Directions for this task ▸
Could you give the data below again exactly, apart from the pictures?

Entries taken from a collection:

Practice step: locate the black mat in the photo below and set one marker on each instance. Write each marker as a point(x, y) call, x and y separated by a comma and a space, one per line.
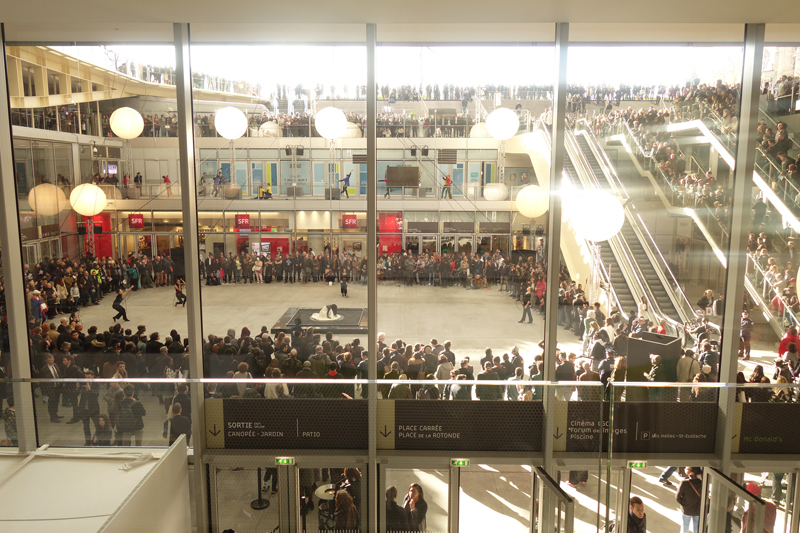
point(352, 317)
point(354, 321)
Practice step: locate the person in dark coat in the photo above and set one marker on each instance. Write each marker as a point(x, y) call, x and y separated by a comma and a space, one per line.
point(416, 508)
point(637, 518)
point(179, 425)
point(396, 518)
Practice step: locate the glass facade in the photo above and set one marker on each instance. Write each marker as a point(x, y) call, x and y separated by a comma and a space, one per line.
point(453, 255)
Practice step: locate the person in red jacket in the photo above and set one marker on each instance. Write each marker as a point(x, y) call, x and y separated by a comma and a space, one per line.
point(788, 338)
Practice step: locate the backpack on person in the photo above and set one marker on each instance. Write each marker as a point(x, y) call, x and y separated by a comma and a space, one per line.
point(125, 418)
point(424, 394)
point(260, 364)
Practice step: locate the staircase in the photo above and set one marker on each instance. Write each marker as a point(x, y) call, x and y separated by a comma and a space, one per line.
point(637, 250)
point(624, 294)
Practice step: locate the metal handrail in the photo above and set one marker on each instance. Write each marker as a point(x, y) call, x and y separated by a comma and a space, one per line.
point(660, 173)
point(651, 248)
point(767, 303)
point(774, 122)
point(605, 273)
point(618, 243)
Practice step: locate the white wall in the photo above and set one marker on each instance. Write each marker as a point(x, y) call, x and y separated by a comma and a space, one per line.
point(160, 503)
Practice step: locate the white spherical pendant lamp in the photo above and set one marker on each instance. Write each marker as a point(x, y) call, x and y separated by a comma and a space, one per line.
point(126, 123)
point(495, 192)
point(47, 200)
point(532, 201)
point(230, 122)
point(269, 129)
point(353, 131)
point(596, 215)
point(88, 199)
point(502, 123)
point(479, 131)
point(330, 122)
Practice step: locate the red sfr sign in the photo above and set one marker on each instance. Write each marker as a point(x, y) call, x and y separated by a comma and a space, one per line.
point(242, 221)
point(136, 221)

Response to the exercise ▸
Practice step: locate the black mat in the photo below and set one marker on each instance. Write each marker as a point(x, y) call, x and y separated by a comma and a space, one per line.
point(352, 317)
point(354, 321)
Practice step: locate the person in dark coat in the photo above and set one marker on each instance. Write each marker as a point(x, y) call, x and y separated by a comma and a space, one per line.
point(416, 508)
point(637, 518)
point(179, 425)
point(396, 518)
Practice step: locate the glass facade in the photo above and set one marker on each instance. Write each marker as a point(x, y) call, x and y separated by a comma and a space, one per line.
point(453, 255)
Practice step: locate the person in red jacket in the photo above and set one marker on each instance. Write each marker as a point(x, y) call, x and y separated by a comma and a space, one per line.
point(788, 338)
Practice step: locate the backpack on person in the photo above and set one marker on each instance. Write each marker as a point(x, y) call, x and y separated by a comma and a space, one per line.
point(125, 418)
point(424, 394)
point(260, 364)
Practice step: locate the staircase in the photo above and set one marker on each instance. Write each marker as a point(x, y) call, x and y separated by a comma and a space, one per line.
point(637, 250)
point(624, 294)
Practice step: locate the metal handrail in the photo above and set one marker on each instance. Write each marker as a point(x, y) call, x and y separated by a comma and a space, one per line.
point(660, 173)
point(651, 248)
point(767, 303)
point(774, 122)
point(605, 273)
point(618, 243)
Practice step: locate the white wall in the photo above and set one marker on each instance. Write each marker as a point(x, y) call, x and y separated by a comma and a space, one per line.
point(160, 503)
Practice step: locate the white spherical pendant lamp in the photo above and set one marker on each instance. Write each marker as a point(x, y) call, x and y separated by a comma and a space, one per line.
point(126, 123)
point(495, 192)
point(47, 200)
point(532, 201)
point(230, 122)
point(269, 129)
point(353, 131)
point(596, 215)
point(88, 199)
point(502, 123)
point(479, 131)
point(330, 122)
Practice step: locate the red sfr sign in the photo above and set one marker on each instance. Write each marker as a point(x, y) call, x and y separated by a comma and a space, one per line.
point(242, 221)
point(136, 221)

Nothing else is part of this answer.